Data provided below:

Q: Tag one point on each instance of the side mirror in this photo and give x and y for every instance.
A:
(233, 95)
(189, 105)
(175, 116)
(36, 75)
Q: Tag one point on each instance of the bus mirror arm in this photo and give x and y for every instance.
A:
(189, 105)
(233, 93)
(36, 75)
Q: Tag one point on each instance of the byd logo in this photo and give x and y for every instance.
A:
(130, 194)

End of Data provided.
Data provided below:

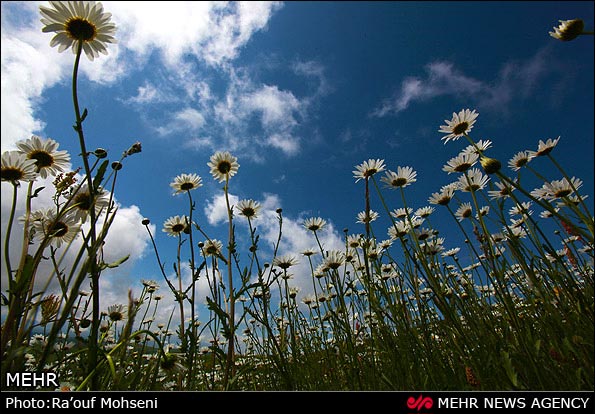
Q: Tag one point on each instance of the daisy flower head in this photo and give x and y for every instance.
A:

End of Data provided.

Assignment: Look for the word "mirror" in the records above, count the lines that hold it, and give only that number.

Task response: 2